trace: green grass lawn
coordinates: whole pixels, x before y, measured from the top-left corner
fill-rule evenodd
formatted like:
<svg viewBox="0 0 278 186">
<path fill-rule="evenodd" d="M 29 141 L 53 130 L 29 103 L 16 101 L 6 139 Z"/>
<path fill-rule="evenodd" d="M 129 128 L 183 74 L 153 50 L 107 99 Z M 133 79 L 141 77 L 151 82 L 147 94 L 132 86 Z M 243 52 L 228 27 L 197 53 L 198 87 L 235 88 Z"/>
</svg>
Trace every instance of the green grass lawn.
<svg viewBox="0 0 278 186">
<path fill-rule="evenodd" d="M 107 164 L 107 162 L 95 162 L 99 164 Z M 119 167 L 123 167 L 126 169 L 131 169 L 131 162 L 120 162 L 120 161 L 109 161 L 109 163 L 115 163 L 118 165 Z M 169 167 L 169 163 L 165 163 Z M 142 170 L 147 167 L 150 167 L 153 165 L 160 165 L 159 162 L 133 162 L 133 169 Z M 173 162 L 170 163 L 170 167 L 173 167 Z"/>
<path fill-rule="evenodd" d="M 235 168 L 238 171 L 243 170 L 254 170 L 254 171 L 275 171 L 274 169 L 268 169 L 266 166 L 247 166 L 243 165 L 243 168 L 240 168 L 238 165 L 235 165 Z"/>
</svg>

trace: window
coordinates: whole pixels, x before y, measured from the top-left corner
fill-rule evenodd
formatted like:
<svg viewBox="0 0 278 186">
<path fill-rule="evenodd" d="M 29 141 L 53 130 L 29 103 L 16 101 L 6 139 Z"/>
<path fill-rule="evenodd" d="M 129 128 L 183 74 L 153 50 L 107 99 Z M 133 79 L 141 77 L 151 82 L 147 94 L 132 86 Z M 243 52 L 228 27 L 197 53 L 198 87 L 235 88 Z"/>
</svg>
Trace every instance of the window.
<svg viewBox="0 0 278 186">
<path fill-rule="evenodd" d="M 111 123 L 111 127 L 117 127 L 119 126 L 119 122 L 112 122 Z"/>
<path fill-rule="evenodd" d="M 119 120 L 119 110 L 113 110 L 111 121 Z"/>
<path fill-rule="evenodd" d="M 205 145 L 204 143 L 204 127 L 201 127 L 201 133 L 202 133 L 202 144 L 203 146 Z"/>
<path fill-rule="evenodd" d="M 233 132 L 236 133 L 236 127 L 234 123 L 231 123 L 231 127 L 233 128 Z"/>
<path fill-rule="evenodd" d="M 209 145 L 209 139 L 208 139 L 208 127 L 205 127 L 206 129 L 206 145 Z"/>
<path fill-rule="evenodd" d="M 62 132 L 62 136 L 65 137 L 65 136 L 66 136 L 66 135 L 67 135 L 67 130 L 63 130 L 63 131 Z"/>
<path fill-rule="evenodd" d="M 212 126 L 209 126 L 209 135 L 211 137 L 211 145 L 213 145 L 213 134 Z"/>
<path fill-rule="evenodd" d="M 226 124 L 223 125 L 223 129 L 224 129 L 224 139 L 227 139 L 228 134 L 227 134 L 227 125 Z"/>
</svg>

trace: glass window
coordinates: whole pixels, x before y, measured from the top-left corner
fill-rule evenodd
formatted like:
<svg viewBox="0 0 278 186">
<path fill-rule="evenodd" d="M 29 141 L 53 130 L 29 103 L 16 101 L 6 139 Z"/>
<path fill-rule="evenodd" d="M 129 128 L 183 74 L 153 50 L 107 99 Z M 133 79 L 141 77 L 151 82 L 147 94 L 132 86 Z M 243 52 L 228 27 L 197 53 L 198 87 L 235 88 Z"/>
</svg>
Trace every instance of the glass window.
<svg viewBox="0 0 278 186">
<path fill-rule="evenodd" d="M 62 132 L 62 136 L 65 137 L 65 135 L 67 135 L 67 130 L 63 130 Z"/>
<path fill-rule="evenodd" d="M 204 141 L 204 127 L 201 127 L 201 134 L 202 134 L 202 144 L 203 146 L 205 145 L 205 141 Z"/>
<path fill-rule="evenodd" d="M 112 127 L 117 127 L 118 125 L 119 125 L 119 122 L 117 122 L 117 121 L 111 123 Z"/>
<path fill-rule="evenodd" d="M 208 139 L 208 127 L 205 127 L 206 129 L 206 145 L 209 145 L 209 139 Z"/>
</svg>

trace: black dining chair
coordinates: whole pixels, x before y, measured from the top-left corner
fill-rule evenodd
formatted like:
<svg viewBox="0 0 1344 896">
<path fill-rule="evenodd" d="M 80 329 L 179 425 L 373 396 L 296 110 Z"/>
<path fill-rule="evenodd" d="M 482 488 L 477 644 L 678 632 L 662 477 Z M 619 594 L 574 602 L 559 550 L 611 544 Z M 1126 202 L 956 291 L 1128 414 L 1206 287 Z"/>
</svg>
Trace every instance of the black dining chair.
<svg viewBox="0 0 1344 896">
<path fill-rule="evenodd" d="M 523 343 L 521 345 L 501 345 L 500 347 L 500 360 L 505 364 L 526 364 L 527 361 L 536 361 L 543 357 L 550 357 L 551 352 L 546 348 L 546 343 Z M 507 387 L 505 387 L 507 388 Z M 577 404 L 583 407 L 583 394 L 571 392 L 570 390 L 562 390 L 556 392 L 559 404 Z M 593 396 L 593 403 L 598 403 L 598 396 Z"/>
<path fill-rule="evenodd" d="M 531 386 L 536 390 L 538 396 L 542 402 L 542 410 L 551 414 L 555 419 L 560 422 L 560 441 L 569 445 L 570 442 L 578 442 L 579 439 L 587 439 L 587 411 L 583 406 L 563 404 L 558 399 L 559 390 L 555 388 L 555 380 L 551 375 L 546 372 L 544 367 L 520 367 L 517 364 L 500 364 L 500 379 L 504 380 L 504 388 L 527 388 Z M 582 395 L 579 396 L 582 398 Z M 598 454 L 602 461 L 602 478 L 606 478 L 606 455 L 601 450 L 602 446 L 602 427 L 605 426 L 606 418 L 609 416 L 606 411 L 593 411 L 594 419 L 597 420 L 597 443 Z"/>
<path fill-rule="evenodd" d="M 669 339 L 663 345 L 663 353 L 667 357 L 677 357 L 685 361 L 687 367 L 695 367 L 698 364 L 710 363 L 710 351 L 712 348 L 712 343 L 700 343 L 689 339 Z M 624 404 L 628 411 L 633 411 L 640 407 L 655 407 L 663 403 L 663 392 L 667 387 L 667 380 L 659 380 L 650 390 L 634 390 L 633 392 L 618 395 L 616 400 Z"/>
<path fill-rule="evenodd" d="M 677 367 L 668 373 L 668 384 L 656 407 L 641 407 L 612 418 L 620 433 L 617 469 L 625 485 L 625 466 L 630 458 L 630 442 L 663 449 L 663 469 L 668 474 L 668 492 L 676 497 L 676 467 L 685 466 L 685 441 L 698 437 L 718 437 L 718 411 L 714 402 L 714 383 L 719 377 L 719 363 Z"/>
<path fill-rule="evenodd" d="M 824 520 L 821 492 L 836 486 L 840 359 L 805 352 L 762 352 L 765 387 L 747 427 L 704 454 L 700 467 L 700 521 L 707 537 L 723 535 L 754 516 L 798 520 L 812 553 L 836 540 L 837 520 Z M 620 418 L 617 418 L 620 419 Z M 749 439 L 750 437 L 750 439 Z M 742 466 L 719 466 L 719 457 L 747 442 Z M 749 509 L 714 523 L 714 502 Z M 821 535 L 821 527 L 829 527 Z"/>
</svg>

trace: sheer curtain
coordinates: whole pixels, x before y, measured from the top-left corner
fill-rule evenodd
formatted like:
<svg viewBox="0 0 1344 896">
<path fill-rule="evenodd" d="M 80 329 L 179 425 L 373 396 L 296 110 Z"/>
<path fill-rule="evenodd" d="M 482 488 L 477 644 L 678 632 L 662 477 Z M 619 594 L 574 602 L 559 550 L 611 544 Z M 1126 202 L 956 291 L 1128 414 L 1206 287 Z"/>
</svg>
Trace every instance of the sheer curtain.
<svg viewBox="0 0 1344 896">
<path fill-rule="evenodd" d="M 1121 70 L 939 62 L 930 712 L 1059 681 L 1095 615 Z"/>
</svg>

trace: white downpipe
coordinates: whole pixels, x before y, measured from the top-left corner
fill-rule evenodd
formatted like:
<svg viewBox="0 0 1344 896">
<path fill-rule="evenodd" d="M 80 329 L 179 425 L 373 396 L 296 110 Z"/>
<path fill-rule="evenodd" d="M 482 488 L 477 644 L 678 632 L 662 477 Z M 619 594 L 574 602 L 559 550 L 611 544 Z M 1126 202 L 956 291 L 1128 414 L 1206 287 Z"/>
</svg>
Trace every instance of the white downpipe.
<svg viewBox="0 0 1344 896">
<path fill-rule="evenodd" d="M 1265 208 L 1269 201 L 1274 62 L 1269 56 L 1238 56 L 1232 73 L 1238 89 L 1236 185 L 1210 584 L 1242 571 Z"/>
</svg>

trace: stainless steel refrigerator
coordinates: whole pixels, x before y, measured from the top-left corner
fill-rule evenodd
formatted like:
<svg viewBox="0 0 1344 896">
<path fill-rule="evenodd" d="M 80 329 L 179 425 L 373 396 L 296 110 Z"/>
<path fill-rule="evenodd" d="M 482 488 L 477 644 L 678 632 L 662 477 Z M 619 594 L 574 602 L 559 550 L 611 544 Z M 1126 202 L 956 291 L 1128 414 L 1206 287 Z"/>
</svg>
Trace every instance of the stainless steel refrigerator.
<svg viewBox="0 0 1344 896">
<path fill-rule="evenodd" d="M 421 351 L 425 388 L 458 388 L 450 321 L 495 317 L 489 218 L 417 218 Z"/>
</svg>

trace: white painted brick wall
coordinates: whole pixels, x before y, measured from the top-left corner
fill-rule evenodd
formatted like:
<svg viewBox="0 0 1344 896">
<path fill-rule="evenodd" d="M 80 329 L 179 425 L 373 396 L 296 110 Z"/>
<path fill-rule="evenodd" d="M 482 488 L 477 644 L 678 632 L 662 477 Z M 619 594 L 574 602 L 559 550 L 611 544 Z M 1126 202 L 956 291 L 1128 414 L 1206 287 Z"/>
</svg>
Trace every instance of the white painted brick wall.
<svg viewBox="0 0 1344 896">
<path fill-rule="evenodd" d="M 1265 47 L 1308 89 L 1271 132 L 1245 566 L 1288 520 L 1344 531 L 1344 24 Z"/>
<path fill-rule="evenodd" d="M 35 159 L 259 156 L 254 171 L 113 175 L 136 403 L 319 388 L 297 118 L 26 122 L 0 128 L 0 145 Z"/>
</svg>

━━━━━━━━━━━━━━━━━━━━━━━━━━━━━━

■ TASK BRIEF: Collect every line of the listing above that contains the string "wall".

■ CORRECT ANSWER:
trace: white painted brick wall
Trace every instance of the white painted brick wall.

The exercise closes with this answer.